(Coordinate annotation records)
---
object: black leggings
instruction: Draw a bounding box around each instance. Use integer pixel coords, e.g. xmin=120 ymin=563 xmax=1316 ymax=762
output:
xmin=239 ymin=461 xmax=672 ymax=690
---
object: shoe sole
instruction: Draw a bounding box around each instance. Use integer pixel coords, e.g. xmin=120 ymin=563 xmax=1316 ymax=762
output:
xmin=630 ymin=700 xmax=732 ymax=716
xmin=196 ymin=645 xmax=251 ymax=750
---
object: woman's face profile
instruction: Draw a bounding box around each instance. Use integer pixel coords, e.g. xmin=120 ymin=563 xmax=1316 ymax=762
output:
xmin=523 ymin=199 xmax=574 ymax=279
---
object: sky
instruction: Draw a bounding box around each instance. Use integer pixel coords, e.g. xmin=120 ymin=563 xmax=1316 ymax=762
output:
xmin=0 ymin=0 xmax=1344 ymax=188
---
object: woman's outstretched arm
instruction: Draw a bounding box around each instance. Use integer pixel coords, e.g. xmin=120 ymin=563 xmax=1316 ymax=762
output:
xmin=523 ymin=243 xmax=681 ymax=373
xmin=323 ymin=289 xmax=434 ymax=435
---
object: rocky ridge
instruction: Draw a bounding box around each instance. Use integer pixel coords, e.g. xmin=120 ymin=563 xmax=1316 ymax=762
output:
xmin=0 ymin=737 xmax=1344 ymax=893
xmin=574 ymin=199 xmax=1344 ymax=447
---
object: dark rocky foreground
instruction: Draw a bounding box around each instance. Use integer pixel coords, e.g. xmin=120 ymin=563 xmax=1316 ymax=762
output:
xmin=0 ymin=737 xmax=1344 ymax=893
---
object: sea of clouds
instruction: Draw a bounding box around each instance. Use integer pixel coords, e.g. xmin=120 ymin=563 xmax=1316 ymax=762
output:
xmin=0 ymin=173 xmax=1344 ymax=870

BRIEF: Retype every one of the records above word for word.

THE ANSWER:
---
object: black leggings
instruction: Draw a bounding box around each instance. Use integer pixel coords, e.g. xmin=120 ymin=563 xmax=1316 ymax=762
output:
xmin=239 ymin=461 xmax=672 ymax=690
---
object: shoe sole
instruction: Draw a bounding box around each instance. Use integer pixel coords, e.g. xmin=120 ymin=563 xmax=1316 ymax=762
output:
xmin=630 ymin=700 xmax=732 ymax=716
xmin=196 ymin=645 xmax=251 ymax=750
---
object: woman's face profile
instruction: Draw a bounding box around each instance. Use integer pixel coords, e.g. xmin=120 ymin=563 xmax=1316 ymax=762
output:
xmin=523 ymin=199 xmax=574 ymax=279
---
object: sky
instruction: Draw a bounding box around each instance. Use integer pixel coords, e.g. xmin=120 ymin=563 xmax=1316 ymax=762
output:
xmin=0 ymin=0 xmax=1344 ymax=188
---
object: woman's outstretched arm
instruction: Draw a bounding box around each instance. Use integer pixel coords, e.g. xmin=120 ymin=563 xmax=1316 ymax=762
output:
xmin=523 ymin=243 xmax=681 ymax=373
xmin=323 ymin=289 xmax=434 ymax=435
---
object: rocky ridge
instruction: Draw a bounding box around each instance. Use integer pixel coords, e.g. xmin=120 ymin=563 xmax=1316 ymax=762
output:
xmin=0 ymin=737 xmax=1344 ymax=893
xmin=574 ymin=199 xmax=1344 ymax=447
---
object: dark rocky foreground
instruction: Draw a bounding box around each instance. Use integer pixel coords, e.g. xmin=120 ymin=563 xmax=1316 ymax=762
output:
xmin=0 ymin=737 xmax=1344 ymax=893
---
object: sea of clouds
instruction: Draw a bounding box around each instance. Use integer pixel coords, e.g. xmin=120 ymin=563 xmax=1316 ymax=762
output:
xmin=0 ymin=173 xmax=1344 ymax=870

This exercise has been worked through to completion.